PROBLEM DESCRIPTION
An exact copy of every record is needed.

+===+

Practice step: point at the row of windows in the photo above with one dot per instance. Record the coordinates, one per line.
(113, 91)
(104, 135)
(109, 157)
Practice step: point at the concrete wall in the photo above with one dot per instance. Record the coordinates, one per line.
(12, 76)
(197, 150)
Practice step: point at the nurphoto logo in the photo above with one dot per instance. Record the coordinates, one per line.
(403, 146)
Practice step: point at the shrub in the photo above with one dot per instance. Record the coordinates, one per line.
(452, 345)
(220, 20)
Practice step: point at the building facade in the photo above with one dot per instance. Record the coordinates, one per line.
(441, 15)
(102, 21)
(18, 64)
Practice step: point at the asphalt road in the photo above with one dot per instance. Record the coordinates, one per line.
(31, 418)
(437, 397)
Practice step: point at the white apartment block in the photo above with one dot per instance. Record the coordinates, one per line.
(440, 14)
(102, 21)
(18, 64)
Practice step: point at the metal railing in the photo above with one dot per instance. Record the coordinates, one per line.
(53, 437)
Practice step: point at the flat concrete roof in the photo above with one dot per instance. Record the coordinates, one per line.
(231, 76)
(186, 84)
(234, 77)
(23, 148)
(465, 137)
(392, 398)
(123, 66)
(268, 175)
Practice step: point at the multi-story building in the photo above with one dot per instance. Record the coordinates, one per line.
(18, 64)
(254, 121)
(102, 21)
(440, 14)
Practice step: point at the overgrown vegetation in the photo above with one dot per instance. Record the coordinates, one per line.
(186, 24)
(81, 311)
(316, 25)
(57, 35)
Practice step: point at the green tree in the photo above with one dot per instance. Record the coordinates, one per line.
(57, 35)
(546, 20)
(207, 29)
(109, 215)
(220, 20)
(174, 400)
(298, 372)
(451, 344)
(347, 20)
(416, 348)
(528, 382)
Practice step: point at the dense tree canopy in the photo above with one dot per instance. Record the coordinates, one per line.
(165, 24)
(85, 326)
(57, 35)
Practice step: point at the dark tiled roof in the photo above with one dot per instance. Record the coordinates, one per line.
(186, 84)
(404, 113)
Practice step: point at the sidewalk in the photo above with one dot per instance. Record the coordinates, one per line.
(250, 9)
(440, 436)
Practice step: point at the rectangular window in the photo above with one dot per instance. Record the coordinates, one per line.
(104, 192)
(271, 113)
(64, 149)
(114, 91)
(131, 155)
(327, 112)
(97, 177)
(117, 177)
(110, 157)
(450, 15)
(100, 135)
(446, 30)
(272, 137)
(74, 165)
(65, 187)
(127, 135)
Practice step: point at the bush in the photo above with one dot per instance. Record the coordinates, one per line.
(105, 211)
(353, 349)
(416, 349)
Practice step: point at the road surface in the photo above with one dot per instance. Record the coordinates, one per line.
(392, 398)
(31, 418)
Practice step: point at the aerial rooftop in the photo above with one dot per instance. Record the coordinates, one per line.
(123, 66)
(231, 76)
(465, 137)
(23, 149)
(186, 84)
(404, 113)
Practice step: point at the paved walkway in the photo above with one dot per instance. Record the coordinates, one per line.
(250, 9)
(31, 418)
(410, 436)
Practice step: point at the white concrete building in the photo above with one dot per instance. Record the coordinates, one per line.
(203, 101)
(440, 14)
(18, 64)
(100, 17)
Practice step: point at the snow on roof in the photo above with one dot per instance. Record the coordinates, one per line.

+===+

COMPLETE ANSWER
Practice step: point at the row of windows in the photo above with one dot per instance. Record the coordinates, one per line.
(113, 91)
(104, 135)
(109, 157)
Practice step: point at the concrete wall in the photo above with one dot per instance. Record the coordinates, one per line.
(12, 76)
(197, 150)
Practice step: point at the nurphoto logo in the photo above with one dot per instance. Record the coordinates, one per line.
(403, 146)
Practice step: point at the shrub in the photo above with one dot per instance. Record the coordinates, one per line.
(452, 345)
(220, 20)
Practice step: point at the building facade in the photo above with one dot per instance. Record the coordinates, one per line.
(441, 15)
(102, 21)
(18, 64)
Practice step: point at the asphalt road in the photo above with one dot per instance. Record the coordinates, one per line.
(31, 418)
(437, 397)
Practice step: point at the white apartment block in the photo above with one dot per instance. Record the coordinates, one per line.
(440, 14)
(102, 21)
(18, 64)
Practice step: point at the metal railing in the photo above with one dot per instance. Record the coordinates, one per line.
(53, 437)
Practice step: point at the flat concrete roof in the photo above with one dot per instance. Record the coordinates, one per line.
(231, 76)
(186, 84)
(234, 77)
(23, 148)
(465, 137)
(392, 398)
(123, 66)
(268, 175)
Practice step: point at the multi-story building in the photo above with one dot per instance. Record the coordinates, one per line.
(18, 64)
(254, 121)
(102, 21)
(440, 14)
Practice step: point at the overgrown vegetation in the photo above with one dot per instance. Record the coordinates, one per line.
(186, 24)
(81, 311)
(316, 25)
(57, 35)
Practice step: point at the green tree in the photo above with one dot per instance. Record the coordinates, one per line.
(57, 35)
(546, 20)
(207, 29)
(109, 215)
(220, 20)
(174, 400)
(298, 372)
(451, 344)
(347, 20)
(416, 348)
(528, 382)
Practice step: point at the dense tree canopy in the photo above with one dot per instance. Record the coordinates, one per line.
(165, 24)
(85, 326)
(57, 35)
Practice step: point at the dark tiled roof in the photo above with one dot per instance. Record the coordinates, one per line.
(186, 84)
(404, 113)
Practice step: point at the sidewalk in the photo above with one dot per instance. Record the coordinates, one per line.
(250, 9)
(440, 436)
Practice step: point at the rectangular window in the photo above with one dot per instance. Record the coordinates, one per line.
(104, 192)
(271, 113)
(64, 149)
(114, 91)
(131, 155)
(327, 112)
(97, 177)
(117, 177)
(110, 157)
(450, 15)
(100, 135)
(446, 30)
(272, 137)
(74, 165)
(65, 187)
(127, 135)
Practice step: point at the bush in the photo above with one dot per instance. Record the coordinates, one per line.
(105, 211)
(353, 349)
(416, 349)
Practice step: point at the road surface in the photo above with one dot per instance. Record the coordinates, one per line.
(392, 398)
(31, 418)
Practice step: point at the aerial rooftop in the photo above with one dot per instance. Record the coordinates, one per line.
(123, 66)
(231, 76)
(465, 137)
(23, 149)
(186, 84)
(404, 113)
Practice step: point at the paved walkway in the photo above with one dot per instance. Record the coordinates, one per line.
(250, 9)
(31, 418)
(410, 436)
Practice step: point at the white concrete building in the photo above with one dot per instance. Record the coordinates, one per line.
(203, 101)
(440, 14)
(18, 64)
(100, 17)
Practice step: point at the snow on roof in the photo above with one dot per instance. Record the coordinates, one per line.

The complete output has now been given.